- [Цель задания]
Выведите нумерованным списком часть записей ниже: от строки, где есть «in red tracksuit», до строки, где есть «(1252, 813)», включая обе. Пустые строки пропустите.

Записанные данные
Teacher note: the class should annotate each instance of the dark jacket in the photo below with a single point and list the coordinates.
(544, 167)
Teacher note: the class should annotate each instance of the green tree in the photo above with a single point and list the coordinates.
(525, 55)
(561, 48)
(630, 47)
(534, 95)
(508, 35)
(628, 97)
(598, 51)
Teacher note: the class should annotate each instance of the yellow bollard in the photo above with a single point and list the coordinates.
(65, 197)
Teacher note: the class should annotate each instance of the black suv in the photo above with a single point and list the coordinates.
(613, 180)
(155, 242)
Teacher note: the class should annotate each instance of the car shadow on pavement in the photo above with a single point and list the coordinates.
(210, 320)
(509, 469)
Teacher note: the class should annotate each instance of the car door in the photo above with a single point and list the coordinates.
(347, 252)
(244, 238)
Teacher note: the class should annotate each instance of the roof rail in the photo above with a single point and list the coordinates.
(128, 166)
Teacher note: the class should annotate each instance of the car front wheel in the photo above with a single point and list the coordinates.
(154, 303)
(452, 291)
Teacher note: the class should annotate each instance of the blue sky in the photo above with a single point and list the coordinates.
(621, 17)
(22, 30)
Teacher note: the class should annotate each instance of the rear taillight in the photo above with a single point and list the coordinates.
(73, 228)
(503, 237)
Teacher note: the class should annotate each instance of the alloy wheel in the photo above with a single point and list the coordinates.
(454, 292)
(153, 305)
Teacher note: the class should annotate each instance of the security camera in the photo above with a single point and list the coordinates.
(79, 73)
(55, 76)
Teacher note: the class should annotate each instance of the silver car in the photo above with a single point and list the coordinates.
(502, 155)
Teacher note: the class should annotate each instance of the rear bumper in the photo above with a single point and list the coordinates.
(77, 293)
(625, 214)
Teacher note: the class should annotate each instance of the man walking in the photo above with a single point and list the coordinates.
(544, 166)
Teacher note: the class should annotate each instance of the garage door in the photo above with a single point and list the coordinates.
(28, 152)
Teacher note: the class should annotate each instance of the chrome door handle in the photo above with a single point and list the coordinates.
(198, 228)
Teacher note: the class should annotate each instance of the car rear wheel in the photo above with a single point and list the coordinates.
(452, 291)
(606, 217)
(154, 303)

* * *

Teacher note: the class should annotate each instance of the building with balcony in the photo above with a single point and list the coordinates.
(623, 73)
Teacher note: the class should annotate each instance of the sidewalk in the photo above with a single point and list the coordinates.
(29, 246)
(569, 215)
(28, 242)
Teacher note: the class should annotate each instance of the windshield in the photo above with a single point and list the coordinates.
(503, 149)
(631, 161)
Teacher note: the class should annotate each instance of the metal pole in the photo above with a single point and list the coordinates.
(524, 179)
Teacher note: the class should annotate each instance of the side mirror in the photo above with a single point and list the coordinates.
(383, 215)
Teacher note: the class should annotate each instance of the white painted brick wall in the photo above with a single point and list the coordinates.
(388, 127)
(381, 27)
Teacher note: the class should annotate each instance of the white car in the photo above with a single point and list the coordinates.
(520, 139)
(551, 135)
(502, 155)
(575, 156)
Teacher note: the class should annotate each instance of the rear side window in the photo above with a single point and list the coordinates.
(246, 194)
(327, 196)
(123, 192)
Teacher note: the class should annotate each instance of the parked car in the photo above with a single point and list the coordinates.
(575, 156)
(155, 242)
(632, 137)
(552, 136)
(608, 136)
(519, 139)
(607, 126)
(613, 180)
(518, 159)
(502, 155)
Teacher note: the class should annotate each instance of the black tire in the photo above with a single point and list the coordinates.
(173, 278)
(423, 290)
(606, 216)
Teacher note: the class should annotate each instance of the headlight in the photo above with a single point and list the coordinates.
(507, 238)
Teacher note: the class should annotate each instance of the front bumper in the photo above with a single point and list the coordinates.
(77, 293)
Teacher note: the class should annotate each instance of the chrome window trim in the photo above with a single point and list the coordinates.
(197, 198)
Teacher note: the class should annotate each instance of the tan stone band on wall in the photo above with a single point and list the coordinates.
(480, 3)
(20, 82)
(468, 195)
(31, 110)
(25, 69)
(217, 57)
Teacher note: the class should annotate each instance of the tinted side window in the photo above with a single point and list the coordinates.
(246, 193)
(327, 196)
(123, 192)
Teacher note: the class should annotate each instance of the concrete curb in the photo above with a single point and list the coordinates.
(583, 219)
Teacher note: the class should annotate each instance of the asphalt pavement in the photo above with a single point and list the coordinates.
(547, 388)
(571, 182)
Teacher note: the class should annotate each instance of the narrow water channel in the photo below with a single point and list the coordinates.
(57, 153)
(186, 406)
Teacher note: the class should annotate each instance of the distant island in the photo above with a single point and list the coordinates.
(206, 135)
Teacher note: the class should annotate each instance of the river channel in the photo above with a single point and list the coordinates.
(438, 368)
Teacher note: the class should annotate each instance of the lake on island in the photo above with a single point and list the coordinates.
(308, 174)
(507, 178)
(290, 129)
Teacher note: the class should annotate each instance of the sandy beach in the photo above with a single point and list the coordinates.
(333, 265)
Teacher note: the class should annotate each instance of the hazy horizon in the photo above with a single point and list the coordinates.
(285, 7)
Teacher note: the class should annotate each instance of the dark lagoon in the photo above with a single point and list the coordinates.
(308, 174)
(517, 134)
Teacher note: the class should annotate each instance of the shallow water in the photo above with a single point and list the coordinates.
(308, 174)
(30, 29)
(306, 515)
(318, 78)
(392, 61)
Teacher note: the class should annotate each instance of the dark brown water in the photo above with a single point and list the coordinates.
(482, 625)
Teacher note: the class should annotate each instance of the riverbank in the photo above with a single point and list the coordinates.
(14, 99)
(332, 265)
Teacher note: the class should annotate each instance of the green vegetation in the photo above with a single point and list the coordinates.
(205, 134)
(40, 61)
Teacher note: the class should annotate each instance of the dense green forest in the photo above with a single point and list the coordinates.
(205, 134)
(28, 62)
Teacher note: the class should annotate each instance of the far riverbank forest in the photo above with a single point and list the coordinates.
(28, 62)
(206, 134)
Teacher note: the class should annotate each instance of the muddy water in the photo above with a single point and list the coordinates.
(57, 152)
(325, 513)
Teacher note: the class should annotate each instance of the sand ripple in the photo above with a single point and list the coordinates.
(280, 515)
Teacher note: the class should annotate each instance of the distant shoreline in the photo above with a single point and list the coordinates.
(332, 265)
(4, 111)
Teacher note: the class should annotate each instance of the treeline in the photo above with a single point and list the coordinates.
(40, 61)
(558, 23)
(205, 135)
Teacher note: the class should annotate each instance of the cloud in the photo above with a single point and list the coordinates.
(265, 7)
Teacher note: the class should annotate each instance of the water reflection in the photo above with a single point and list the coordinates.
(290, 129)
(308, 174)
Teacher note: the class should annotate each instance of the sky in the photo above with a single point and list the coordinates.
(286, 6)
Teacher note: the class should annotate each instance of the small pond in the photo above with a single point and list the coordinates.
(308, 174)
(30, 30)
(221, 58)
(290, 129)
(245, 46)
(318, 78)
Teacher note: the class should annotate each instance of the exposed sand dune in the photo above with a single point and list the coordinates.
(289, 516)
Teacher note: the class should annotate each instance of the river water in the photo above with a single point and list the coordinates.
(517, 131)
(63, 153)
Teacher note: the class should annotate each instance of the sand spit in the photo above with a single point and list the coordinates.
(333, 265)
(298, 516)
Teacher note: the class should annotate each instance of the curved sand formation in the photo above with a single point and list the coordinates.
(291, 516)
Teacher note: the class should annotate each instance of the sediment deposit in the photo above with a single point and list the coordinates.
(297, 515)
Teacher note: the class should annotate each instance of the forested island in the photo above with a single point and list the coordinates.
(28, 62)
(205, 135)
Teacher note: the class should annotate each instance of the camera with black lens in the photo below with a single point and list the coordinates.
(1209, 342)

--

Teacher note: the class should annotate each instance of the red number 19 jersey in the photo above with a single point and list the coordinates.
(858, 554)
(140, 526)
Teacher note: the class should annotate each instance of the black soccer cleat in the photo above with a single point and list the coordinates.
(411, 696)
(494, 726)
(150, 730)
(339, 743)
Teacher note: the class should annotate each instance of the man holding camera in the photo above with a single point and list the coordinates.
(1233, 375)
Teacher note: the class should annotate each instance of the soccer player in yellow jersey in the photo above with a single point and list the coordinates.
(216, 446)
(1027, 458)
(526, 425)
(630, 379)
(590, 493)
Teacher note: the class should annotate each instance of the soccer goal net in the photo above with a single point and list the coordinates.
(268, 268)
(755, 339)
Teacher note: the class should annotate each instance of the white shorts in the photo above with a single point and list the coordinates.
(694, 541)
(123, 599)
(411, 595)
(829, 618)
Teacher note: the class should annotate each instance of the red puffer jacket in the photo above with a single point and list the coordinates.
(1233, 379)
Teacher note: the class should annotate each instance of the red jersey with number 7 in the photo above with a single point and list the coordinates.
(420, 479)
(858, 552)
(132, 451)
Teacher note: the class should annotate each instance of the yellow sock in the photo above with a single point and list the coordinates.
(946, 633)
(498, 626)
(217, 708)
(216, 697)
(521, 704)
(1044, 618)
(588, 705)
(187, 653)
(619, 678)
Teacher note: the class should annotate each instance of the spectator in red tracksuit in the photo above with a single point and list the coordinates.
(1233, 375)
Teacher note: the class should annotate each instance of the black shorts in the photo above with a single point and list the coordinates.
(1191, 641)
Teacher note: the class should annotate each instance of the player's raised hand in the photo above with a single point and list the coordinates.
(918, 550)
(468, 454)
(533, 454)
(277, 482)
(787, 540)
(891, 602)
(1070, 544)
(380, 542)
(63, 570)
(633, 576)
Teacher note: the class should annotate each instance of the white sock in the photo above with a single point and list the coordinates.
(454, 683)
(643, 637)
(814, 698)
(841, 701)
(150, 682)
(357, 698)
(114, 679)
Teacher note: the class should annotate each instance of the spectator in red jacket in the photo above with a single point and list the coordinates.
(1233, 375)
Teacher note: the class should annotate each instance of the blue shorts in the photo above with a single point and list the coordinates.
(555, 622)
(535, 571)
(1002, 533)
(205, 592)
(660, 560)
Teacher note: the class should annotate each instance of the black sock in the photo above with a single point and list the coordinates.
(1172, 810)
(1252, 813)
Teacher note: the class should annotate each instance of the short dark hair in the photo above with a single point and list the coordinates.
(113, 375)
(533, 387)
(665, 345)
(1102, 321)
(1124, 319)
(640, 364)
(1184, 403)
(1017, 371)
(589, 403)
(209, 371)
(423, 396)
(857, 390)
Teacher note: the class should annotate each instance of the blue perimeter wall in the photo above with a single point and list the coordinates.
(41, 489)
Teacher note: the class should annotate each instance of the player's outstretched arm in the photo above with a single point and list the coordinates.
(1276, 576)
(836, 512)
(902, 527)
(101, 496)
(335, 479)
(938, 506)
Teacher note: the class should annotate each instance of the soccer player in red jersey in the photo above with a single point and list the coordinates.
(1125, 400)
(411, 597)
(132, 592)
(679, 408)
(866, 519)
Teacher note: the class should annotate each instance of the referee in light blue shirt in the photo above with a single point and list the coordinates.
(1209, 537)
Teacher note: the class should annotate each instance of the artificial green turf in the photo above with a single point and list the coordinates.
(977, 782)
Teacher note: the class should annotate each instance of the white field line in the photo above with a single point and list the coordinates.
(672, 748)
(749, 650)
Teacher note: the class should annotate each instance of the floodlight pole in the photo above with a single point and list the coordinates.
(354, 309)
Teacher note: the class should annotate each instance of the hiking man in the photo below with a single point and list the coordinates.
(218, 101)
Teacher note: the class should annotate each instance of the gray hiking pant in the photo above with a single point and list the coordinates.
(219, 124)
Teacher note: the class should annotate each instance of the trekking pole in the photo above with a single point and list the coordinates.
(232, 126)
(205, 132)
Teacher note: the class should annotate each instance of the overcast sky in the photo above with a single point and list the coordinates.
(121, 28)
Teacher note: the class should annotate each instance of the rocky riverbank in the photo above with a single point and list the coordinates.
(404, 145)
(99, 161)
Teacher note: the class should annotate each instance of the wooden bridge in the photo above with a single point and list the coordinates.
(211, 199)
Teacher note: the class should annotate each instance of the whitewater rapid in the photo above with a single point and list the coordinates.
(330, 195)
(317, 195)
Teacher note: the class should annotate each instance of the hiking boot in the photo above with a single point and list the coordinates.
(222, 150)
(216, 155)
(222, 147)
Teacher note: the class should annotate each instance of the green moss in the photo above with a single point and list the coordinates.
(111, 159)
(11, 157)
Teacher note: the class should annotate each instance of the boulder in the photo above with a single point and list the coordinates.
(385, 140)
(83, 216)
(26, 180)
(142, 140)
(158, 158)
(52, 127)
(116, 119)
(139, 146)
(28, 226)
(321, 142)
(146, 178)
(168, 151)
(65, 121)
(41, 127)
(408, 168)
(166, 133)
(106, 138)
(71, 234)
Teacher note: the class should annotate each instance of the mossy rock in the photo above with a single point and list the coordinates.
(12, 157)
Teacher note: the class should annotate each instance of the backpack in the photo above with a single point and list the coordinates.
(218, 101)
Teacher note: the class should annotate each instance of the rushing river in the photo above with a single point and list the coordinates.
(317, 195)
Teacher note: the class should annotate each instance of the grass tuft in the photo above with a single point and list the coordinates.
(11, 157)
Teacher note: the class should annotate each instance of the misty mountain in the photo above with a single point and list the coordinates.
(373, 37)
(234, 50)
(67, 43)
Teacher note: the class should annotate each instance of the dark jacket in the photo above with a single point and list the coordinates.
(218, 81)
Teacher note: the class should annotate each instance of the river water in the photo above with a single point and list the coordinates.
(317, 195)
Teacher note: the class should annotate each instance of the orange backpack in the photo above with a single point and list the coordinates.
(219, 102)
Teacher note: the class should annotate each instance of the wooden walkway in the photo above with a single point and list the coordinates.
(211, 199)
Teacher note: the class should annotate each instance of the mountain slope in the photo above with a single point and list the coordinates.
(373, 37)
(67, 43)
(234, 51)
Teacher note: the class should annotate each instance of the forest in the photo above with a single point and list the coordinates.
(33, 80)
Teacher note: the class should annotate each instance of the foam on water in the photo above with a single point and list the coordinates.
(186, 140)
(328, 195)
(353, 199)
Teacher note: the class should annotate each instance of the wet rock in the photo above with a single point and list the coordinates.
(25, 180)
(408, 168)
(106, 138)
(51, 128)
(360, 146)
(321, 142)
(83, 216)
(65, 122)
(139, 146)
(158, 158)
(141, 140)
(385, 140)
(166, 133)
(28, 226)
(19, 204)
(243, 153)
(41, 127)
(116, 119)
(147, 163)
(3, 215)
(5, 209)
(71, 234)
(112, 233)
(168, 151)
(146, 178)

- [Результат]
1. Teacher note: the class should annotate each instance of the spectator in red tracksuit in the photo above with a single point and list the coordinates.
2. (1233, 375)
3. Teacher note: the class should annotate each instance of the black shorts in the photo above with a single point and list the coordinates.
4. (1191, 641)
5. Teacher note: the class should annotate each instance of the player's raised hand in the photo above with a single point and list the coordinates.
6. (918, 550)
7. (468, 454)
8. (533, 454)
9. (277, 482)
10. (787, 540)
11. (891, 602)
12. (1070, 544)
13. (380, 542)
14. (63, 570)
15. (633, 576)
16. Teacher note: the class should annotate each instance of the white sock in the photo above with a single point and list the coordinates.
17. (454, 683)
18. (643, 637)
19. (814, 698)
20. (841, 701)
21. (150, 682)
22. (357, 698)
23. (114, 679)
24. Teacher note: the class should annotate each instance of the spectator in red jacket in the photo above with a single point and list the coordinates.
25. (1233, 375)
26. Teacher note: the class should annotate each instance of the blue shorts in the photo above with a single point and list the coordinates.
27. (555, 622)
28. (535, 571)
29. (1002, 533)
30. (205, 592)
31. (660, 560)
32. Teacher note: the class should annotate each instance of the black sock in the photo above with a single point and list the coordinates.
33. (1172, 810)
34. (1252, 813)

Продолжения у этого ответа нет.